◆ **Recorded data**
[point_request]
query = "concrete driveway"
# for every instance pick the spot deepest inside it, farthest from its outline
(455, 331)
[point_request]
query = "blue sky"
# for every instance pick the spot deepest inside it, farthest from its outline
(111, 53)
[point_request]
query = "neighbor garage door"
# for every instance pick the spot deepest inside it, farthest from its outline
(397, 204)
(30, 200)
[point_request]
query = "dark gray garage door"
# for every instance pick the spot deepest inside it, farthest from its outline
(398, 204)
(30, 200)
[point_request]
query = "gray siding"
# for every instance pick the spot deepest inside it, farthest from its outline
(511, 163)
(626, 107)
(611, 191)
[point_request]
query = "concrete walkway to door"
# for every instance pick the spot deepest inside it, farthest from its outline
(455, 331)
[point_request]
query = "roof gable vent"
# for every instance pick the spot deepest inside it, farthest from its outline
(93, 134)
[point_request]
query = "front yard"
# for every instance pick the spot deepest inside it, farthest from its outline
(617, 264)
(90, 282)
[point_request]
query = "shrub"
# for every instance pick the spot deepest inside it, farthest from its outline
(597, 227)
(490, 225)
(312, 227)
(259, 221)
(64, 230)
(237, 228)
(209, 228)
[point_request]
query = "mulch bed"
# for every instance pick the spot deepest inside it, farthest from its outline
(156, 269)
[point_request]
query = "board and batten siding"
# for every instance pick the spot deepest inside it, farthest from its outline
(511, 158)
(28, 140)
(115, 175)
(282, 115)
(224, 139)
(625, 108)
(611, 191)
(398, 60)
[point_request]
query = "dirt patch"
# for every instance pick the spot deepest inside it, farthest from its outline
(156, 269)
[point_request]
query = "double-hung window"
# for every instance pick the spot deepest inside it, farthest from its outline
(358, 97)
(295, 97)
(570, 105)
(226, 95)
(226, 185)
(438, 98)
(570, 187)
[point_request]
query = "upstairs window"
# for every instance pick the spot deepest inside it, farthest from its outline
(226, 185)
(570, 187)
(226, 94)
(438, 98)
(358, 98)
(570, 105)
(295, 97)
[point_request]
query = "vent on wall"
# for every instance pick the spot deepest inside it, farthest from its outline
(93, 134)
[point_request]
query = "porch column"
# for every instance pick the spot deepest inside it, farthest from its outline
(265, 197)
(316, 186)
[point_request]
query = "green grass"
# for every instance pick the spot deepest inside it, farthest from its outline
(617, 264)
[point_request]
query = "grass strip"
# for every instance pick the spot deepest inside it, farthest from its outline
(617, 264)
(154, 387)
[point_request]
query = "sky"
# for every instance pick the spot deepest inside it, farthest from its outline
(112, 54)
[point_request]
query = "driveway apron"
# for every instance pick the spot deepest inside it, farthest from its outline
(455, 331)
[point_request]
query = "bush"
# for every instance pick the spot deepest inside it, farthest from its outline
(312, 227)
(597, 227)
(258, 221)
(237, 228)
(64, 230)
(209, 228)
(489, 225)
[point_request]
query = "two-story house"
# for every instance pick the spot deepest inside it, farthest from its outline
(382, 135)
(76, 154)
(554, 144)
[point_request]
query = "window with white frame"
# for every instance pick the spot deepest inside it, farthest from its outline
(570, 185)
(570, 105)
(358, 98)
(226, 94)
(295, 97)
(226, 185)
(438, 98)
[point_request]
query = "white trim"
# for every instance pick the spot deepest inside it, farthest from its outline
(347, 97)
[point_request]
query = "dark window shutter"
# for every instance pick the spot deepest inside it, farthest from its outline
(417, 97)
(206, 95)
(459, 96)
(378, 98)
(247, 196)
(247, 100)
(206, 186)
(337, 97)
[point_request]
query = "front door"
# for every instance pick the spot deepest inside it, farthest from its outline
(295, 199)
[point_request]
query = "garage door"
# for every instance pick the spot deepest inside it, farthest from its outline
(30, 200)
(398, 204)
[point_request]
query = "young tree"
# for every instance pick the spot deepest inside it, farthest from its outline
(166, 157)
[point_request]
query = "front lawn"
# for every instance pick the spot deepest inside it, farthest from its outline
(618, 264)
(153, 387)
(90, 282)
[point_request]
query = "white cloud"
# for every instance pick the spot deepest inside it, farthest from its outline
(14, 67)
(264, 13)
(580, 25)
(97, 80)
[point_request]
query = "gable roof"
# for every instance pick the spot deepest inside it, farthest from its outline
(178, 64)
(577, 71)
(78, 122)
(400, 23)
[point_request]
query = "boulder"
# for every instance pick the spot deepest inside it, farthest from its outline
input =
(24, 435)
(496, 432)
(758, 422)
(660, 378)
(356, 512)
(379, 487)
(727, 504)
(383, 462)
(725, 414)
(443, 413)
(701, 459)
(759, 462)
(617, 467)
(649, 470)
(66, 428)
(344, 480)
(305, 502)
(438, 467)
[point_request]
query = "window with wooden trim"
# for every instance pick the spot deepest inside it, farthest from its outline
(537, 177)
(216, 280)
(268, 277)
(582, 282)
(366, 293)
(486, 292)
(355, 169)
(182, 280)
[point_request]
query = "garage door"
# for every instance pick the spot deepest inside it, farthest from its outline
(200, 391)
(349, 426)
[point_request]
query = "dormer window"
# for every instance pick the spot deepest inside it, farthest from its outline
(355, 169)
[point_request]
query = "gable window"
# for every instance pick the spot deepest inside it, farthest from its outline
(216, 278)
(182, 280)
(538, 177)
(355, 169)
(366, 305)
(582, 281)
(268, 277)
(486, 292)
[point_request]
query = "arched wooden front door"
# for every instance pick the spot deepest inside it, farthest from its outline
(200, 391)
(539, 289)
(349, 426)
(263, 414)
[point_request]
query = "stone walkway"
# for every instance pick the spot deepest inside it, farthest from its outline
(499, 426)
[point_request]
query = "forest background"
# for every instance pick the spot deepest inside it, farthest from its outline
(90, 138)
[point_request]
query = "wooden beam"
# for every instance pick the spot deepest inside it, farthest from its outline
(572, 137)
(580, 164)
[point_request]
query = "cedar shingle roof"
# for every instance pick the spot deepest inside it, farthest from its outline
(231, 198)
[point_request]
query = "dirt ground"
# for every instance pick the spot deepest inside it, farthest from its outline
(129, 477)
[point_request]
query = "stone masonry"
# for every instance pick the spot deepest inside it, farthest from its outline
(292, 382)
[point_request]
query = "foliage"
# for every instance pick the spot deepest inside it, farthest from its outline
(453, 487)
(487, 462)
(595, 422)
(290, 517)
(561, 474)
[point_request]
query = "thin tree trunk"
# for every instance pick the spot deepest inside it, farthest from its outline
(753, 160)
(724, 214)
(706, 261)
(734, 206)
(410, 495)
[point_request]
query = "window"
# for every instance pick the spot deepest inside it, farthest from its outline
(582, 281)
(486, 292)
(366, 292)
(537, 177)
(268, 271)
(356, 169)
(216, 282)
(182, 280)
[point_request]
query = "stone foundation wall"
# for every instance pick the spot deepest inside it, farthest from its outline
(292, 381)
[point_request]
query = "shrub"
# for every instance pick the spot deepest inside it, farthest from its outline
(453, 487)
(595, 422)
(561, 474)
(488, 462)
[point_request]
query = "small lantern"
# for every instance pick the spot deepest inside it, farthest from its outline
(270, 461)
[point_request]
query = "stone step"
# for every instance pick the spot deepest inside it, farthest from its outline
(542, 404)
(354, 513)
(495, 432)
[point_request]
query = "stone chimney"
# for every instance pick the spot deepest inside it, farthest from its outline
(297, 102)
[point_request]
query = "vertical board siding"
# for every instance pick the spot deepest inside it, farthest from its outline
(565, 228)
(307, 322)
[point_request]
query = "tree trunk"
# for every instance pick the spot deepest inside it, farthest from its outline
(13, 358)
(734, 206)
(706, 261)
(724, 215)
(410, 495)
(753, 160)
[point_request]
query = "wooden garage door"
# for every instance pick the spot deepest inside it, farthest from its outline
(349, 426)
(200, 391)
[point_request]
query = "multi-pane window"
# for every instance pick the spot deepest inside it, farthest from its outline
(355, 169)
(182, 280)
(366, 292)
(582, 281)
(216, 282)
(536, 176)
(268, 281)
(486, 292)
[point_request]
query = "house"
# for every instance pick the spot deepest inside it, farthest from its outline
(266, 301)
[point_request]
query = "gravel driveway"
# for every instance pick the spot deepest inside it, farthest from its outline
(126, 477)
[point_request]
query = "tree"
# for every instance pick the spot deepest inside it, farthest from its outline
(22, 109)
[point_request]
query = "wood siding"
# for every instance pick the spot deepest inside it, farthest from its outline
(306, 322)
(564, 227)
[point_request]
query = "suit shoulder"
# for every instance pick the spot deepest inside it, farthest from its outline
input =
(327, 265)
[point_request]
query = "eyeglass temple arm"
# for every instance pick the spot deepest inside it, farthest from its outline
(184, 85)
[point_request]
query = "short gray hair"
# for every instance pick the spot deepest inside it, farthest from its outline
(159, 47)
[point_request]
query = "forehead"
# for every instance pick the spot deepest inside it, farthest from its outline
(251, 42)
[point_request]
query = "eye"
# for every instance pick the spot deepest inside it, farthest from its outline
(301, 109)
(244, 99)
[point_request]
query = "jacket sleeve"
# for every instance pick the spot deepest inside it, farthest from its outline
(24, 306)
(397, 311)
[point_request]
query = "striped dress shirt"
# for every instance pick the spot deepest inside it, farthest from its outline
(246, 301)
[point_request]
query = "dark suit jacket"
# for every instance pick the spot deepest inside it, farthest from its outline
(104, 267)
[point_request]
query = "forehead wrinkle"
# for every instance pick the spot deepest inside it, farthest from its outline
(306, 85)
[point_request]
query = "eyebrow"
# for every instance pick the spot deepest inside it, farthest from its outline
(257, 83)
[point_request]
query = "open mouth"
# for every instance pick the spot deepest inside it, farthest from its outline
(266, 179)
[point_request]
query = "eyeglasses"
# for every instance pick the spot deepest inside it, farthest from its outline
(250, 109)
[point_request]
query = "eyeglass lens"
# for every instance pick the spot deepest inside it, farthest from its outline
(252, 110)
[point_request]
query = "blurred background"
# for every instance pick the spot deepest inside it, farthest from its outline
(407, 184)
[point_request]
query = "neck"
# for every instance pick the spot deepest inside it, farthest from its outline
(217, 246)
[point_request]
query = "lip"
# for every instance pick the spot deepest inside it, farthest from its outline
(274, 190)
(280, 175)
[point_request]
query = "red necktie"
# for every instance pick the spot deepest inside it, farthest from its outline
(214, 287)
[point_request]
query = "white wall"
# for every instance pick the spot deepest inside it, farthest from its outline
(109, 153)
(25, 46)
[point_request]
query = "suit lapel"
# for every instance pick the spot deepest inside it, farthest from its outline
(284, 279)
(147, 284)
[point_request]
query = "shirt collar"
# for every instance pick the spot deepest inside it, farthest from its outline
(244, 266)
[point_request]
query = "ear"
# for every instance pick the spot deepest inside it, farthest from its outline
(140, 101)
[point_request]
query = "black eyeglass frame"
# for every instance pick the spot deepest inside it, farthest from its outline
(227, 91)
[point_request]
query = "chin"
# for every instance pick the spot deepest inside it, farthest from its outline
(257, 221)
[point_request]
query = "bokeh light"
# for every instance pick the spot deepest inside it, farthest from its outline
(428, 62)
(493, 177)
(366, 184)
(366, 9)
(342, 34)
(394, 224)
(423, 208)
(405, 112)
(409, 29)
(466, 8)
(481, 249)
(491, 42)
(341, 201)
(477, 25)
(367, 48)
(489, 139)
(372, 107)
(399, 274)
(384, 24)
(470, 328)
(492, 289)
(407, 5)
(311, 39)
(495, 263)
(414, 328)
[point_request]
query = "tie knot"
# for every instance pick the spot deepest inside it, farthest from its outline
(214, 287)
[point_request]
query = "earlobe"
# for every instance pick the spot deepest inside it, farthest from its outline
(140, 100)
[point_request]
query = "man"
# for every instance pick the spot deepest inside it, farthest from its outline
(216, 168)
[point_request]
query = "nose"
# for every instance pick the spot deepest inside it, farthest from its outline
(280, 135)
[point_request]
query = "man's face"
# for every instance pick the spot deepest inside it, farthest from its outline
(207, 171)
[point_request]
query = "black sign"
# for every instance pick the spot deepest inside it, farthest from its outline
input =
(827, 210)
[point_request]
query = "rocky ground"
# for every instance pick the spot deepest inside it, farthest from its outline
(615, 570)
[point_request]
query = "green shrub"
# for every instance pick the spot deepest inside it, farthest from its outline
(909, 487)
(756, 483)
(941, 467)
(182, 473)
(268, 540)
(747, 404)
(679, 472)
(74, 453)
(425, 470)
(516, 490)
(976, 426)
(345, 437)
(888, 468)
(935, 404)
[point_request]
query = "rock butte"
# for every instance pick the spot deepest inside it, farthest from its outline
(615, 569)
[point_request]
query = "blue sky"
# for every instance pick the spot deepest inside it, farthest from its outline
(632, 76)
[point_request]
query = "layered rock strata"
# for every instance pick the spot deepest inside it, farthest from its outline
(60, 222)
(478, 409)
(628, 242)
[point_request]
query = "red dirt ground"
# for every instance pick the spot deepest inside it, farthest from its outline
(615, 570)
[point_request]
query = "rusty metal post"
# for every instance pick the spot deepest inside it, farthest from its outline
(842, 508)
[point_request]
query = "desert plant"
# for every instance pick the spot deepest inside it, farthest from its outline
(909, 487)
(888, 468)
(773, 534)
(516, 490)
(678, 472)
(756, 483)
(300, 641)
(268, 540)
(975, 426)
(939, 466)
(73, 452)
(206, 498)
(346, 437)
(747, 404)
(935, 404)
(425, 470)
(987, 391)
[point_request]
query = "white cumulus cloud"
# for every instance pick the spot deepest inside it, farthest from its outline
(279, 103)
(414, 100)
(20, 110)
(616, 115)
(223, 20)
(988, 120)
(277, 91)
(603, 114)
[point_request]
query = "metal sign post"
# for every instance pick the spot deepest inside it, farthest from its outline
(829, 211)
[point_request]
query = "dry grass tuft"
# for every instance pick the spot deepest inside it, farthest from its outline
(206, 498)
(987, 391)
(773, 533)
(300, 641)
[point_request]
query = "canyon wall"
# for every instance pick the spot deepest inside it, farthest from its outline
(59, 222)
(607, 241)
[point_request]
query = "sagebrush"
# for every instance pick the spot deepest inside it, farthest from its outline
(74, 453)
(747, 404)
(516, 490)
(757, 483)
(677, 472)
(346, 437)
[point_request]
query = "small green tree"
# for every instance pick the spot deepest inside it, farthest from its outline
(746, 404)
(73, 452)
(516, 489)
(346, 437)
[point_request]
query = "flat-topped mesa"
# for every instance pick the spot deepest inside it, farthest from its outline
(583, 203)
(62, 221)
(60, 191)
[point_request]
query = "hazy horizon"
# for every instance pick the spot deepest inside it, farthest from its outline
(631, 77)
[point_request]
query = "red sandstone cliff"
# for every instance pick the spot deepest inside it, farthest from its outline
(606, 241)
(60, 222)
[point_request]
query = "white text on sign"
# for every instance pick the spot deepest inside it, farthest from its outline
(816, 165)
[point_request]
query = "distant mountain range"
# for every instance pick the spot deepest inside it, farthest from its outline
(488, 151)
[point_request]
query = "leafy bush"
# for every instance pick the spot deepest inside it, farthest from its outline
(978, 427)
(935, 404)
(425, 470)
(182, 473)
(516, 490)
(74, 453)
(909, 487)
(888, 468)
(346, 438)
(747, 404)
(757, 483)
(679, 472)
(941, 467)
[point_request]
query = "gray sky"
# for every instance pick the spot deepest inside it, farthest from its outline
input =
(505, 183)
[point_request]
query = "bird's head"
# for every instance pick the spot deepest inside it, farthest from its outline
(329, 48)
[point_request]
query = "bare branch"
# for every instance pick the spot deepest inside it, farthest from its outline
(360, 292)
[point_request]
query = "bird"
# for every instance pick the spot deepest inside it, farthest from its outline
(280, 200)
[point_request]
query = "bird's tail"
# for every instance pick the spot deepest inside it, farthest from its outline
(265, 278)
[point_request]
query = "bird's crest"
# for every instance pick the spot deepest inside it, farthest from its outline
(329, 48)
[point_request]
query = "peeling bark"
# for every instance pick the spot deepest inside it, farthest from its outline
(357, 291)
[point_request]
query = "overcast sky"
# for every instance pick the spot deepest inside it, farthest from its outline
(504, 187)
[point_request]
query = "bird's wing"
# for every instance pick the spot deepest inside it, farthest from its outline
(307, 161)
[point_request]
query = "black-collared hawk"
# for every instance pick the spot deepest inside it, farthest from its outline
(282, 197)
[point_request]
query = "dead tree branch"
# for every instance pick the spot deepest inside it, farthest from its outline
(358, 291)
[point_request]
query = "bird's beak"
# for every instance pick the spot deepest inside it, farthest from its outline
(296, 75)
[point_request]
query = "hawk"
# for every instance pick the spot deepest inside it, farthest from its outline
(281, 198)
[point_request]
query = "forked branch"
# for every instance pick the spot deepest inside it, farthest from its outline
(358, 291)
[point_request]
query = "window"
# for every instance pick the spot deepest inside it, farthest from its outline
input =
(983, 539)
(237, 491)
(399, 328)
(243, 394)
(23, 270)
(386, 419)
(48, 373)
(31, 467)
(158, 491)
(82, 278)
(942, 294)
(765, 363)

◆ **Task goal**
Each line of the entries where the string "door" occurs should be shown.

◆ **Written answer**
query = "neighbor garage door"
query = "dark gray garage door"
query = "concrete walkway to door"
query = "front door"
query = "garage door"
query = "garage door"
query = "arched wooden front door"
query = "wooden garage door"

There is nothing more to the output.